There remains the third school, to which we belong, and of which Bateson, De Vries, Kellog and T. H. Morgan appear to be adherents. This school steers a course between the Scylla of use-inheritance and the Charybdis of the all-sufficiency of natural selection. It may seem surprising to some that we should class De Vries as a Neo-Darwinian, seeing that he is the originator of the theory of evolution by means of mutations, which we shall discuss in Chapter III. of this work. As a matter of fact the theory of mutations should be regarded, not as opposed to the theory of Darwin, but as a theory engrafted upon it. De Vries himself writes:—“My work claims to be in full accord with the principles laid down by Darwin.” Similarly Hubrecht writes in the _Contemporary Review_ for November 1908: “Paradoxical as it may sound, I am willing to show that my colleague, Hugo de Vries, of Amsterdam, who a few years ago grafted his _Mutations Theorie_ on the thriving and very healthy plant of Darwinism, is a much more staunch Darwinian than either Dr Wallace himself, or the two great authorities in biological science whom he mentions, Sir William Thistleton Dyer and Professor Poulton.”

Complexity of the Problem

Having classified ourselves, it remains for us (the authors of the present work) to define our position more precisely. Like Darwin we welcome all factors which appear to be capable of effecting evolution. We have no axe to grind in the shape of a pet hypothesis, and consequently our passions are not roused when men come forward with new ideas seemingly opposed to some which already occupy the field. We recognise the extreme complexity of the problems that confront us. We look facts in the face and decline to ignore any, no matter how ill they fit in with existing theories. We recognise the strength and the weakness of the Darwinian theory. We see plainly that it has the defect of the period in which it was enunciated. The eighteenth century was the age of cocksureness, the age in which all phenomena were thought to be capable of simple explanation.
....................
#### [Exercises to complete]
[a] Answer each question from the passage on schools of evolutionary thought.
(i) Which theory of evolution does the passage say De Vries originated?
(ii) In which periodical, and in which month and year, did Hubrecht write about De Vries?
(iii) What does the passage call the eighteenth century?
[b] Pick up the passage on schools of evolutionary thought after its final sentence and carry it forward in the same voice.
The data placed after this point have no part in any task.
....................
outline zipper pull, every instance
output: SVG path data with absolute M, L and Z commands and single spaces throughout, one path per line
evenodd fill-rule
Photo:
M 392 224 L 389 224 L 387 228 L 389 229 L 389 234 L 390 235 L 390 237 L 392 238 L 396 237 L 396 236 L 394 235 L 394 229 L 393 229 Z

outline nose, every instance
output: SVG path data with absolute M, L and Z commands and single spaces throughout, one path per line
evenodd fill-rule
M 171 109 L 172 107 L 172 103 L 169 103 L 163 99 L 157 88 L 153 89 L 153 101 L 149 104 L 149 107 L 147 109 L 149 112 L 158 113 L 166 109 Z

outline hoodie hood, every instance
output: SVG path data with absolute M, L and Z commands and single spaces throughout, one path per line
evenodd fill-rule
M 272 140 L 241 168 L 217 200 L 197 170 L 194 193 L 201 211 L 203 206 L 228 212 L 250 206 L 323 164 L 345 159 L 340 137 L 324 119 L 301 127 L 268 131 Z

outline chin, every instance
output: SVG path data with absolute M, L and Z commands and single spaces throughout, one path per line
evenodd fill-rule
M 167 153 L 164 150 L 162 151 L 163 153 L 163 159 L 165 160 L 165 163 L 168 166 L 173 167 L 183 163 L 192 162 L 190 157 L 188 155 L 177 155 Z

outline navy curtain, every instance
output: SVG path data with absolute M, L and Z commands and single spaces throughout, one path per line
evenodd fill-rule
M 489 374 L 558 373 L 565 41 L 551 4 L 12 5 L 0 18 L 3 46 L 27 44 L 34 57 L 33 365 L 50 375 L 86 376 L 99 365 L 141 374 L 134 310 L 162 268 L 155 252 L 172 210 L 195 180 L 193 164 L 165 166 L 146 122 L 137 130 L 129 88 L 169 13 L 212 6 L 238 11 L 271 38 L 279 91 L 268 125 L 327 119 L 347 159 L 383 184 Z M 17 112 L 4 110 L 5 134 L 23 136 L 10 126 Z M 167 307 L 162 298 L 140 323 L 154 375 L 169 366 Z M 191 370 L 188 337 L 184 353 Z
....................
#### [Responses in order]
[a]
(i) The theory of evolution by means of mutations.
(ii) The _Contemporary Review_, November 1908.
(iii) The age of cocksureness.

[b]
This is well exemplified by the doctrines of the Manchester school as regards political and economic science. The whole art of legislation was thought to be summed up in the words _laissez faire_. The whole sphere of legitimate government was asserted to be the keeping of order and the enforcing of contracts. Experience has demonstrated that a State guided solely by these principles is wretchedly governed. A large proportion of recent Acts of Parliament limits the freedom of contract. Such limitations are necessary in the case of contracts between the weak and the strong. Similarly the earlier economists considered political economy a very simple affair. They asserted that men are actuated by but one motive—the love of money. All their men were economic men, men devoid of all attributes save an intense love of gold. Experience has shown that these premises are not correct. Love of family, pride of race, caste prejudices are more or less deeply implanted in men, so that they are rarely actuated solely by the love of money.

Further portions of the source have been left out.